==== Material provided ====

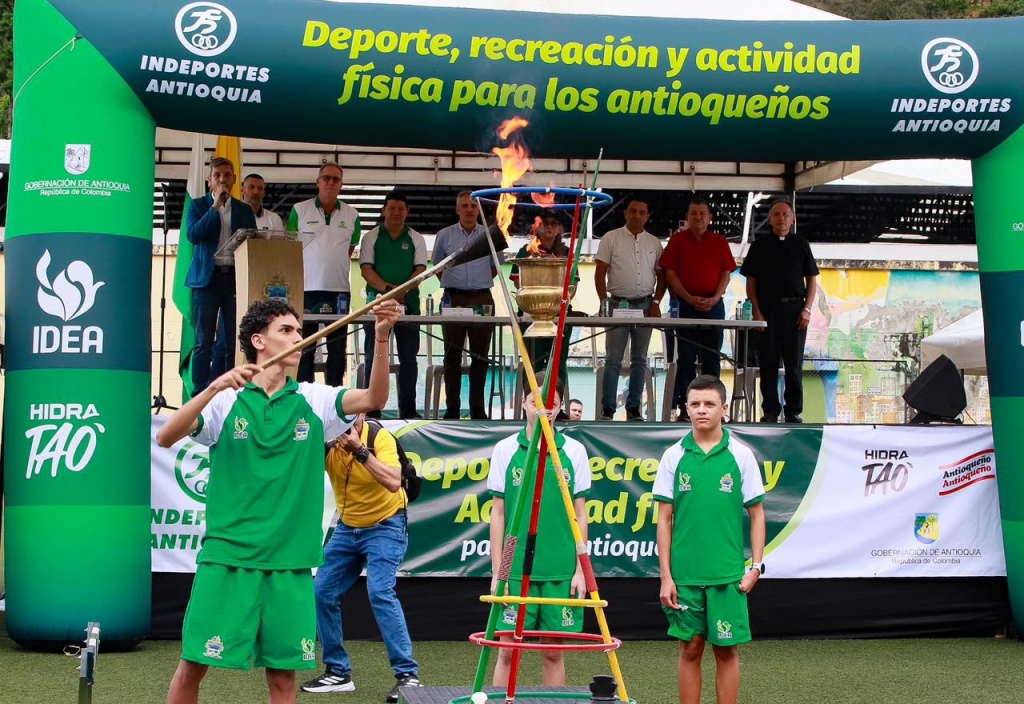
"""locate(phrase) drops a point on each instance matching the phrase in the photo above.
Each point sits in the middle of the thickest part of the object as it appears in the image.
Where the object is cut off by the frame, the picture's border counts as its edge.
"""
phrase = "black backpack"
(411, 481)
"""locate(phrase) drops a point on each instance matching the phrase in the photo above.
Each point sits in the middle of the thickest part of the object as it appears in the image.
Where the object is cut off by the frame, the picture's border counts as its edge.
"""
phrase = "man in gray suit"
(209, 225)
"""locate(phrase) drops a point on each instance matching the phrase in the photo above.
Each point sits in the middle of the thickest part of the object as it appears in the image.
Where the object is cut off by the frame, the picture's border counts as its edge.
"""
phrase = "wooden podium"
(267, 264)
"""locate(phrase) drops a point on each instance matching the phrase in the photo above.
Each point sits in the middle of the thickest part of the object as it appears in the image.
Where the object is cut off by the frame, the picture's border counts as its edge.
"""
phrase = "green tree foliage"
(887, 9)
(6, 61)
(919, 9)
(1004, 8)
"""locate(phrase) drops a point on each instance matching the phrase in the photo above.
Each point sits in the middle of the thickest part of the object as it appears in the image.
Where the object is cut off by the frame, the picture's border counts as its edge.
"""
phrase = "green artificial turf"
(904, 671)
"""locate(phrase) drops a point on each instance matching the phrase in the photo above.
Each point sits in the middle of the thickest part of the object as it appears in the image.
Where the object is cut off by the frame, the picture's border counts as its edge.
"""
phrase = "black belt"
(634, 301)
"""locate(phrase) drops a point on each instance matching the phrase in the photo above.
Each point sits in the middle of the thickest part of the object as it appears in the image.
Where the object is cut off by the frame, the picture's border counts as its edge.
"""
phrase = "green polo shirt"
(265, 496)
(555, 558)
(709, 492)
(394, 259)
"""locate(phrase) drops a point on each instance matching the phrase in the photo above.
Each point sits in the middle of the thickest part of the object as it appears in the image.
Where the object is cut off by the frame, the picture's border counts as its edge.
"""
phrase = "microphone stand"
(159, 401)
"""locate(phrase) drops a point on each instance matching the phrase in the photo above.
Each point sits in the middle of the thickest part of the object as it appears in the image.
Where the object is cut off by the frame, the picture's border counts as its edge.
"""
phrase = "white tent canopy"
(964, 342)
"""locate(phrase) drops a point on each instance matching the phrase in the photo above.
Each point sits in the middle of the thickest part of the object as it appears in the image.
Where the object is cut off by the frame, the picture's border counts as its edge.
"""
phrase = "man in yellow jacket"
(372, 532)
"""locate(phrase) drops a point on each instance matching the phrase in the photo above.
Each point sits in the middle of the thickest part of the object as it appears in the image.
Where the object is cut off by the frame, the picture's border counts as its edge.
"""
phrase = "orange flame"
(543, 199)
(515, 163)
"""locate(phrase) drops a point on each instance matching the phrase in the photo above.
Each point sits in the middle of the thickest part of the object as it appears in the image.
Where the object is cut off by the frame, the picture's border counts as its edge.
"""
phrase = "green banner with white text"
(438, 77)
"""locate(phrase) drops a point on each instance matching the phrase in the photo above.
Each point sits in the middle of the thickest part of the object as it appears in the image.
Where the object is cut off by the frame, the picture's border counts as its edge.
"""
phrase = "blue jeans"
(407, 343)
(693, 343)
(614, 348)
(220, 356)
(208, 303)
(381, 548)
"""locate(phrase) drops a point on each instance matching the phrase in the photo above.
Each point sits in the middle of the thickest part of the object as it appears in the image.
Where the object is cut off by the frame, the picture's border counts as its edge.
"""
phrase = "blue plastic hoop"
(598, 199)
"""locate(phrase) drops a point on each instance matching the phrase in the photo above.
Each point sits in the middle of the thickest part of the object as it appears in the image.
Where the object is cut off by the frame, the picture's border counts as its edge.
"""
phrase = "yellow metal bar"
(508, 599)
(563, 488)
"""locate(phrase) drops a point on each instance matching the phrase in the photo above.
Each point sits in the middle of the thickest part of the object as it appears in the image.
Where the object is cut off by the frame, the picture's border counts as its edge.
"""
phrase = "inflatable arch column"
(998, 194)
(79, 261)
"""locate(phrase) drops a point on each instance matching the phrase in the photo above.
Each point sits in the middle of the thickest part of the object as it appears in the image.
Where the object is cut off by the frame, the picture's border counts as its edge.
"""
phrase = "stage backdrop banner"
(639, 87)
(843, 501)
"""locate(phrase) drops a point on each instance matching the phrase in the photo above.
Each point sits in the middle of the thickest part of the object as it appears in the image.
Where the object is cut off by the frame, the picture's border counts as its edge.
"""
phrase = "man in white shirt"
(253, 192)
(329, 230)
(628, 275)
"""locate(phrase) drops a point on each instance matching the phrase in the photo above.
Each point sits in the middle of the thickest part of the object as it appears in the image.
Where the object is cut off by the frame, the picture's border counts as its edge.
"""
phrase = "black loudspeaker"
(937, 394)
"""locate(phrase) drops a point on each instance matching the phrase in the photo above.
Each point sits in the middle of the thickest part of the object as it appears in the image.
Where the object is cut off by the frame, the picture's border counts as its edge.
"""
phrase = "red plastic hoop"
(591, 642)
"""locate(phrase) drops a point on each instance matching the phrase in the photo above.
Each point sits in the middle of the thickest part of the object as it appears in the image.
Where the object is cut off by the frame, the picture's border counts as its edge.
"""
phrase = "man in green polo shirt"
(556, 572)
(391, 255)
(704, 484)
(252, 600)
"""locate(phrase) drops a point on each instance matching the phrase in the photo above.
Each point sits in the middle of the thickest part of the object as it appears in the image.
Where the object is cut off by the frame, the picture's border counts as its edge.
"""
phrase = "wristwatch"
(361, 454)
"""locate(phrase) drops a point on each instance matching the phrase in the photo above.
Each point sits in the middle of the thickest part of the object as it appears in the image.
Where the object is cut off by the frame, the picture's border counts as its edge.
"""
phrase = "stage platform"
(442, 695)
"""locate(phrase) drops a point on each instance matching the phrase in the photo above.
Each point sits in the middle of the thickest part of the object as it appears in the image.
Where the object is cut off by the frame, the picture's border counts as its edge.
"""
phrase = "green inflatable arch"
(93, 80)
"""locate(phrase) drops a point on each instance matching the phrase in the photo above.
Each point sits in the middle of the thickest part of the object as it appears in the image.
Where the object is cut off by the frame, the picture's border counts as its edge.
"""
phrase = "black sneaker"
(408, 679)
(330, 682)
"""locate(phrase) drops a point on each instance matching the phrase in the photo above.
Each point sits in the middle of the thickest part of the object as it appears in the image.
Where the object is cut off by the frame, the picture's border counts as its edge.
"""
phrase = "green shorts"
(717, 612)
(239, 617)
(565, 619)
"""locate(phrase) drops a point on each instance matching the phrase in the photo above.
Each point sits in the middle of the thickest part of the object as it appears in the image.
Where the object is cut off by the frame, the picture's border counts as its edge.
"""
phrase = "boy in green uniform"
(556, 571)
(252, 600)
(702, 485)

====

Your instructions
If an entry contains an image, print the rest of that entry exactly and leave the image out.

Task output
"""locate(phrase) drops a point on each instance matching the phrase in the photo above.
Each point sits in the middle of the thickest part of the object as it appears in the image.
Where the object is cut off by the frame, the picture's border counts as its edge.
"""
phrase = "black backpack"
(411, 481)
"""locate(phrase) drops a point on each instance matching the phrase in the photo above.
Each point sits in the middle of the thickest part of the object as it appears in the image.
Where the object is cut off by the frame, the picture's border counts as its edge.
"""
phrase = "man in gray suit"
(209, 225)
"""locate(phrase) drops a point on each instance matching the phrase in the photo above.
Each point sits in the middle of the thickest part of the object as it appears in the image.
Where the object is cut off by the frame, the picture's border counts as its edge.
"""
phrase = "wooden podium"
(267, 264)
"""locate(phrase) drops a point on each instance matching the phrase in the photo above.
Each point sits in the middle of the thickest part of the object as it appears in the image.
Where the object is cut off by the frame, the picture's border counts as its edge.
"""
phrase = "green tree foliage"
(887, 9)
(6, 61)
(919, 9)
(1004, 8)
"""locate(phrase) drops a point on each instance matching the phrase in the photo above.
Each point sits in the middle of the thickest part of the object as it appears in the image.
Where the object is cut off by the frame, the picture's border counts as its edge.
"""
phrase = "green artificial turf"
(904, 671)
"""locate(phrase) drops a point on each instance matching the phrase in the photo above.
Each point sits in the middle of the thickest part of the object as it appears in the image.
Where the object is cut off by the frame, the picture's border counts as its edge.
"""
phrase = "black belt"
(634, 301)
"""locate(phrase) drops a point on each instance matching the phrase in the photo above.
Each point sits in the middle of the thickest part of the object as it appears in the image.
Where the object is cut off by the frame, the picture's border counts as its edge.
"""
phrase = "green polo shirt"
(265, 496)
(555, 558)
(709, 492)
(394, 259)
"""locate(phrase) drops a point on each instance matching the phrase in the photo above.
Each point sits in the middle of the thickest part of the object as it appears in the image.
Where the object is cut off by the frame, the picture's border counts as its edge.
"""
phrase = "microphone stand"
(159, 401)
"""locate(phrase) drops a point on each instance matching the phrase in the photo above.
Each point sits in the middle of the thickest part of the object as it appears in the image.
Where the object is cut off by the frame, the picture's border counts as its edge.
"""
phrase = "white tent canopy"
(964, 342)
"""locate(phrase) drops a point on each instance matching the phrase in the photo above.
Each point sits in the middle of the thickest part of the object as it appears in the image.
Where the object is cut off by the frame, the picture's border counts as its edge.
"""
phrase = "man in yellow jacket"
(372, 532)
"""locate(phrase) drops a point on each instance matching the phrase in the photo above.
Each point sits in the middle of the thickest part of the object as it appears in the image.
Where the object is cut off by the frame, the picture's border counts as its edge.
"""
phrase = "orange flame"
(543, 199)
(515, 163)
"""locate(phrase) drops a point on each instance matching the phrase in the photo above.
Each point sits in the middle of the thickest part of the object as it appears in the image.
Where the object is cut off by the frame, the picture's border counts as its edge.
"""
phrase = "green banner with white text"
(438, 77)
"""locate(phrase) drops a point on each instance matching the phrase in the photo above.
Each point sits in the middle of the thickest part of the object as it appears in the image.
Where the object is cut off by the frame, the picture's border counts as its edge.
"""
phrase = "blue jeans"
(407, 343)
(693, 343)
(614, 348)
(220, 356)
(208, 303)
(381, 548)
"""locate(phrase) drops a point on each instance matching the phrase in the photo above.
Each point sits in the middle of the thickest part of the object as it appears in the image.
Where the object is cut off by the frame, the picture's border counts as its edge.
"""
phrase = "blue plastic hoop"
(598, 199)
"""locate(phrase) drops a point on each instance matching the phrase in the photo above.
Each point sits in the middle of the thickest part of the object as it appears in the image.
Where the object is cut off by the frame, the picture's border counts as its edge.
"""
phrase = "yellow metal bar"
(508, 599)
(563, 488)
"""locate(phrase) drops a point on each instance matching the phrase in the photo above.
Each point sits in the middle of the thickest part of the object as it appears in the image.
Where the object is cut off by the frame, the picture's border counts as its edge.
"""
phrase = "inflatable arch column"
(998, 194)
(79, 261)
"""locate(phrase) drops a point on each instance matching the phrase in the photo above.
Each point sits in the middle of the thickest part of the object as it appears in the image.
Where the object is cut off by the frame, the picture's border counts as its edge.
"""
phrase = "stage backdrop banner"
(639, 87)
(843, 501)
"""locate(phrase) drops a point on each instance matching the phrase in the photo above.
Each point sits in the middle of the thickest part of the object as it appears in the image.
Where the object is cut off by the frame, the picture's border counts as its edge.
"""
phrase = "man in white shirt"
(253, 192)
(329, 230)
(628, 275)
"""locate(phrase) drops a point on each instance matching the phrase in the photo above.
Each point sits in the middle of the thickest part of the object as it appears in the image.
Where the object is cut off by the frame, the picture's border counts as its edge.
"""
phrase = "black loudspeaker"
(937, 394)
"""locate(phrase) drops a point on each instance matching the phrase in the photo above.
Each point sits in the middle of the thickest part of the object as it appears in the image.
Where the object is cut off by the frame, the picture's border counts as its edge.
"""
phrase = "red plastic hoop"
(591, 642)
"""locate(phrase) drops a point on each instance matching the phrase in the photo above.
Each point sits in the middle of the thickest part of the object as it appears in the image.
Where the object is cut off by the frame, the picture's border counts as its edge.
"""
phrase = "man in green polo shirt"
(556, 572)
(391, 255)
(704, 484)
(252, 600)
"""locate(phrase) drops a point on each instance matching the phrase in the photo above.
Each point sits in the middle of the thickest part of the object as it appears in the image.
Where the object is cut off by the frame, the picture's border counts as its edge.
"""
phrase = "wristwatch"
(361, 454)
"""locate(phrase) drops a point on each instance matching the phrase in the photo above.
Each point sits in the middle of the thickest part of the object as it appears in the image.
Where the object is cut off by the frame, the picture's border counts as its edge.
"""
phrase = "stage platform"
(442, 695)
"""locate(phrase) drops a point on each instance matching the phrase in the photo above.
Each point sits in the middle of the thickest part of the object as it appears in the image.
Where the object is cut off by the frame, the picture's border counts as its edge.
"""
phrase = "green inflatable arch"
(93, 80)
"""locate(phrase) drops a point on each instance matching the phrase in the photo above.
Each point sits in the middle of the thickest part of the object as it appears in the image.
Where the object is cut off by the frame, the picture's border counts as its edge.
"""
phrase = "black sneaker"
(408, 679)
(330, 682)
"""locate(phrase) drops a point on each instance matching the phrase in the photo above.
Each point sits in the middle of the thickest part of the object as it appears in the image.
Where the object is cut off by the frame, the picture's border counts as its edge.
"""
phrase = "green shorts"
(717, 612)
(239, 617)
(565, 619)
"""locate(phrase) drops a point on each instance matching the phrase in the photo above.
Each point sits in the middle of the thickest part of the object as it appears in the image.
Where the object is cut off by the frame, the picture's border counts as its edge.
"""
phrase = "boy in green uniform"
(556, 571)
(252, 600)
(702, 485)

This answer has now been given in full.